*** Opening DOCUMENT EXTRACT ***
Early Friday afternoon,
Republican leaders announced that they were
pulling the redrafted
health care bill from consideration, meaning that they won't be voting on it after all. At least not in this form and not now.
The more they tried to
change it to gain Freedom Caucus votes, the more
mainstream Republican votes were lost. There just seems no way to bridge that chasm. With a margin of only 21 or 22 votes to lose, they saw no way forward.
Even
the changes they were floating just
made the bill worse than it was, even objectively. The CBO graded the revised bill thus: premiums would go up, benefits would go down, and deficit relief would be reduced -- even as compared with the GOP's first bill.
Ryan couldn't make the numbers work. And
Trump's reputed
negotiating skills didn't work in Washington.
The truth is that
Trump didn't care much about health care. Despite it being one of his biggest campaign slogans ("We're going to repeal Obamacare, which is a total disaster, and replace it with something so great."), it wasn't what he was passionate about. What he is
passionate about is winning; and, despite what he said, he knew it was going to lose. He did seem, better than Ryan, to read the signs that this was doomed by the lack of unity within the Republican party. Or maybe Ryan was blinded by wanting it too much. To Trump, it was merely
an obstacle to getting to what he is passionate about:
tax reform and trade deals.
But let's not forget that
to Trump winning is everything. So, despite the lack of passion about health care, losing his first big legislative act is a huge blow.
What
Ryan is passionate about is getting rid of all entitlements. He's really, really a true-believer in Ayn Rand political philosophy that doesn't want government to do much of anything except encourage business enterprise and get out of the way of the free market. Ryan
saw repealing Obamacare as the first step toward going after Medicaid and eventually Medicare and Social Security.
It will be interesting now to
watch what happens to the relationship between Trump and Ryan. It started very badly during the campaign. Remember, Trump actually went to Wisconsin and tried to interfere with Ryan's own campaign for re-election. Then Ryan was very late and very reluctant to endorse Trump, even after he won the nomination.
*** Closing DOCUMENT EXTRACT ***
*** Opening EXCERPTED DATA ***
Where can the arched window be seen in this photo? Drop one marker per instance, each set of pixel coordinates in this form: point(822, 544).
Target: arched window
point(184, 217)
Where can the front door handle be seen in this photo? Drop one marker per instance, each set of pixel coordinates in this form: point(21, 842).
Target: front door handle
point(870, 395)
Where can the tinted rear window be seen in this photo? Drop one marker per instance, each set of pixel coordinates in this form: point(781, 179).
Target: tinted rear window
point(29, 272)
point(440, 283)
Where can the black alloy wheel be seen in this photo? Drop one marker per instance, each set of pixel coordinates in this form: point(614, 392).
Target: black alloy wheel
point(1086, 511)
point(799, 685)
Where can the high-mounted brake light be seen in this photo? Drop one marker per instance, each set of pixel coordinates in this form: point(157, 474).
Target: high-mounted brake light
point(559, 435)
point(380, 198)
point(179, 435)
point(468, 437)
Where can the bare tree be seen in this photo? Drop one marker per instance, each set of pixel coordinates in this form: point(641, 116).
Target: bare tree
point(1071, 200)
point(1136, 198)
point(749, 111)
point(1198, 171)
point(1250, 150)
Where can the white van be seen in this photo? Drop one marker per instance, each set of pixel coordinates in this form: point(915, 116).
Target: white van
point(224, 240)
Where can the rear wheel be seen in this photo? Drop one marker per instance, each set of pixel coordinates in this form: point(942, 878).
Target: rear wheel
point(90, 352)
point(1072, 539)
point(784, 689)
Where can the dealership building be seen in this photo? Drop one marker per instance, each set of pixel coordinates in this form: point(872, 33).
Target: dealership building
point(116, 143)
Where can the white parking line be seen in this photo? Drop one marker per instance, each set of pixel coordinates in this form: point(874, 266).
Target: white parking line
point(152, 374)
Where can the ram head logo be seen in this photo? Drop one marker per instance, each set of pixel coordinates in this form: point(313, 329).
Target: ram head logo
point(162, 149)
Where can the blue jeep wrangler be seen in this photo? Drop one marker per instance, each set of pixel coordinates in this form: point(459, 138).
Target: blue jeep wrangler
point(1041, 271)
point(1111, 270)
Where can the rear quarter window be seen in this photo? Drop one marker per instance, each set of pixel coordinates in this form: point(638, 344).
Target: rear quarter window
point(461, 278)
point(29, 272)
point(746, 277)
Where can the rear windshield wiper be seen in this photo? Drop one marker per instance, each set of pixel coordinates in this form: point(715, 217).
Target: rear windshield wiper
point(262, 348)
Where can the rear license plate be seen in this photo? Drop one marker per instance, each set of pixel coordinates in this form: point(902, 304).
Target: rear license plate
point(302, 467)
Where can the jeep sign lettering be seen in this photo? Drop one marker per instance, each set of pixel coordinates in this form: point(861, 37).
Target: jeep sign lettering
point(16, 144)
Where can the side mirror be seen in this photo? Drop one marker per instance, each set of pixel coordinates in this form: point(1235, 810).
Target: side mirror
*** Closing EXCERPTED DATA ***
# [WORK ITEM]
Return the passage of the health care bill commentary from "The truth is" to "and trade deals.", copied word for word.

# [SOLUTION TO THIS PROBLEM]
The truth is that
Trump didn't care much about health care. Despite it being one of his biggest campaign slogans ("We're going to repeal Obamacare, which is a total disaster, and replace it with something so great."), it wasn't what he was passionate about. What he is
passionate about is winning; and, despite what he said, he knew it was going to lose. He did seem, better than Ryan, to read the signs that this was doomed by the lack of unity within the Republican party. Or maybe Ryan was blinded by wanting it too much. To Trump, it was merely
an obstacle to getting to what he is passionate about:
tax reform and trade deals.